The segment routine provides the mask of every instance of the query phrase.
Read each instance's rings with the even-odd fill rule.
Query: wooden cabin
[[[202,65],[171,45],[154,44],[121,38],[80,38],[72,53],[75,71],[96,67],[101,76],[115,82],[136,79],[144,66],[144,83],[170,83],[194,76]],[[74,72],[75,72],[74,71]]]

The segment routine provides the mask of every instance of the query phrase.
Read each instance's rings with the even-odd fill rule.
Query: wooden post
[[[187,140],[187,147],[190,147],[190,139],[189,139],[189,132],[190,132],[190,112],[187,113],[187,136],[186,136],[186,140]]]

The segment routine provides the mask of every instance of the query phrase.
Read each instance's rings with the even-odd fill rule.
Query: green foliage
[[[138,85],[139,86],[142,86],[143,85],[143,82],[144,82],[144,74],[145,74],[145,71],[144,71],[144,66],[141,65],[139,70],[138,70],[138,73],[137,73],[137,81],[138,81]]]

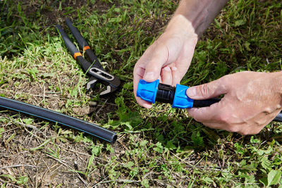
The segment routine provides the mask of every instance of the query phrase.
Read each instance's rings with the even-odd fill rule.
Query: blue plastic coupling
[[[159,83],[159,80],[153,82],[147,82],[144,80],[139,80],[136,96],[146,101],[154,104],[156,101]]]
[[[172,104],[173,108],[192,108],[194,100],[186,95],[186,90],[188,88],[188,87],[181,84],[172,87],[161,84],[159,80],[152,82],[140,80],[136,96],[152,104],[159,101],[169,103]]]

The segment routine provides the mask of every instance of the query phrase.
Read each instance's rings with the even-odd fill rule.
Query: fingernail
[[[154,73],[153,72],[146,73],[143,76],[143,79],[145,80],[153,80],[154,79]]]
[[[166,70],[166,71],[171,71],[171,68],[169,67],[168,67],[168,66],[164,67],[164,70]]]
[[[187,89],[186,93],[189,97],[195,96],[197,95],[196,87],[189,87],[188,89]]]
[[[172,67],[171,70],[173,70],[173,71],[176,71],[176,70],[177,70],[177,68],[176,67]]]

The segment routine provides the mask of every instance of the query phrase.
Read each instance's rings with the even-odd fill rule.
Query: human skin
[[[181,1],[159,38],[137,62],[133,72],[137,101],[149,108],[152,104],[136,97],[138,82],[144,79],[171,85],[179,83],[189,68],[198,38],[227,1]],[[253,134],[271,122],[282,109],[281,72],[242,72],[226,75],[200,86],[187,94],[207,99],[224,94],[209,107],[187,109],[197,121],[212,128]]]

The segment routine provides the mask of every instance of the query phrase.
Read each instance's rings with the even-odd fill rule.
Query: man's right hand
[[[179,83],[190,66],[197,39],[185,18],[180,15],[173,17],[166,31],[145,51],[134,68],[134,94],[140,106],[152,107],[150,103],[136,96],[139,80],[159,79],[166,84]]]

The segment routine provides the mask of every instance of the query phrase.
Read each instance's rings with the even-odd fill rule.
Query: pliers
[[[73,26],[72,22],[69,19],[66,20],[66,24],[68,25],[75,39],[78,41],[80,49],[87,55],[90,60],[92,61],[92,63],[90,63],[83,58],[80,51],[70,41],[63,28],[60,25],[57,25],[56,26],[56,29],[71,55],[80,63],[84,71],[90,75],[90,80],[86,86],[87,91],[90,91],[91,88],[93,88],[99,81],[106,85],[106,89],[102,92],[100,96],[104,96],[115,92],[121,84],[121,81],[118,77],[107,73],[103,68],[87,42],[81,35],[78,30]]]

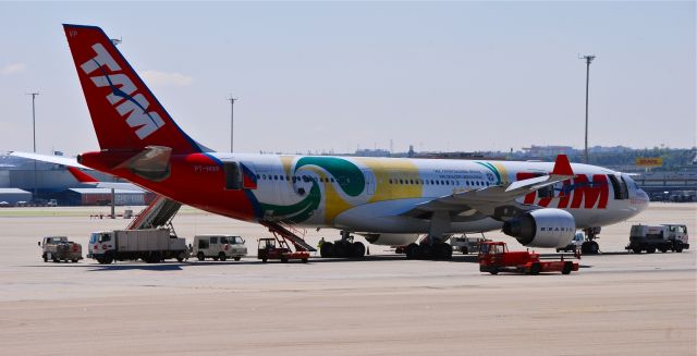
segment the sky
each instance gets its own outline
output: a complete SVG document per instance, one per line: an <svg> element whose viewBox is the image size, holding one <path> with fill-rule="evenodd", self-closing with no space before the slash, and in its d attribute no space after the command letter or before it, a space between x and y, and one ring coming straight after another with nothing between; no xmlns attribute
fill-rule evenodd
<svg viewBox="0 0 697 356"><path fill-rule="evenodd" d="M194 139L353 152L696 146L686 2L0 2L0 151L98 149L62 23L96 25Z"/></svg>

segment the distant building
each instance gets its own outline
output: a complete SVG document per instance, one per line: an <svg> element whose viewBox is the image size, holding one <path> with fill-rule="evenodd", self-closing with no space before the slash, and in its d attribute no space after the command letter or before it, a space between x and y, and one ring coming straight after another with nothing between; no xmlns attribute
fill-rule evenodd
<svg viewBox="0 0 697 356"><path fill-rule="evenodd" d="M357 149L356 154L354 155L356 157L390 157L390 151L387 149L381 149L381 148L377 148L377 149Z"/></svg>
<svg viewBox="0 0 697 356"><path fill-rule="evenodd" d="M571 146L530 146L523 147L523 151L529 157L552 157L557 155L571 156L576 154L576 150Z"/></svg>
<svg viewBox="0 0 697 356"><path fill-rule="evenodd" d="M32 193L19 188L0 188L0 201L11 206L17 201L32 201Z"/></svg>
<svg viewBox="0 0 697 356"><path fill-rule="evenodd" d="M118 206L146 205L150 202L151 193L138 191L114 189L114 202ZM58 195L62 205L110 205L111 189L108 188L71 188Z"/></svg>

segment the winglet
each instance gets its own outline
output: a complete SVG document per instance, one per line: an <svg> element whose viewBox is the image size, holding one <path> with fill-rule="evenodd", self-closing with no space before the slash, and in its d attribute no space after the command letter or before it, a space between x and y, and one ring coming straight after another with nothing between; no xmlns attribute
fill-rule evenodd
<svg viewBox="0 0 697 356"><path fill-rule="evenodd" d="M74 167L69 167L68 170L70 171L71 174L73 174L75 176L75 179L77 180L77 182L80 183L97 183L97 180L95 180L94 177L91 177L89 174L74 168Z"/></svg>
<svg viewBox="0 0 697 356"><path fill-rule="evenodd" d="M566 155L557 156L557 161L554 162L554 169L552 169L552 174L574 175L574 171L571 169L571 163L568 163L568 157L566 157Z"/></svg>

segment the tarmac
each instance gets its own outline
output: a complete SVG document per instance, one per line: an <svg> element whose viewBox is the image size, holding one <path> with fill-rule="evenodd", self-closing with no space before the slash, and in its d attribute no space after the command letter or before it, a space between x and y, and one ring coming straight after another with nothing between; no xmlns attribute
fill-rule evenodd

_ _ _

> **Stated goal**: Retype the rows starting at the line containing "segment the sky" and ending at the line containing "206L146 205L150 202L151", both included.

> **Exercise response**:
segment the sky
each instance gets its own outline
output: a complete SVG document per instance, one per line: an <svg> element whose viewBox is the image size, holding one <path> with fill-rule="evenodd", self-closing with no space before the slash, and in its d attribute no space after the command letter or before it, a space between x and y, and one ring coming straight after another with nothing between; no xmlns attribute
fill-rule evenodd
<svg viewBox="0 0 697 356"><path fill-rule="evenodd" d="M194 139L353 152L696 146L686 2L0 2L0 151L98 149L62 23L96 25Z"/></svg>

segment the distant building
each instance gets its own outline
output: a complete SVG document per instance, one per line: an <svg> element whose viewBox is the image size, holding one <path> with fill-rule="evenodd", self-closing with no space before the slash, and in its d attribute no space after the command letter or before it, a space between x and y, and one ring coming straight after another with nothing between; no xmlns attribute
fill-rule evenodd
<svg viewBox="0 0 697 356"><path fill-rule="evenodd" d="M357 149L356 154L354 155L356 157L390 157L390 151L387 149L381 149L381 148L377 148L377 149Z"/></svg>
<svg viewBox="0 0 697 356"><path fill-rule="evenodd" d="M571 146L530 146L523 147L523 151L529 157L552 157L557 155L571 156L576 154L576 150Z"/></svg>
<svg viewBox="0 0 697 356"><path fill-rule="evenodd" d="M32 193L19 188L0 188L0 201L11 206L17 201L32 201Z"/></svg>
<svg viewBox="0 0 697 356"><path fill-rule="evenodd" d="M118 206L146 205L150 202L151 193L138 191L114 189L114 202ZM58 195L62 205L110 205L111 189L108 188L71 188Z"/></svg>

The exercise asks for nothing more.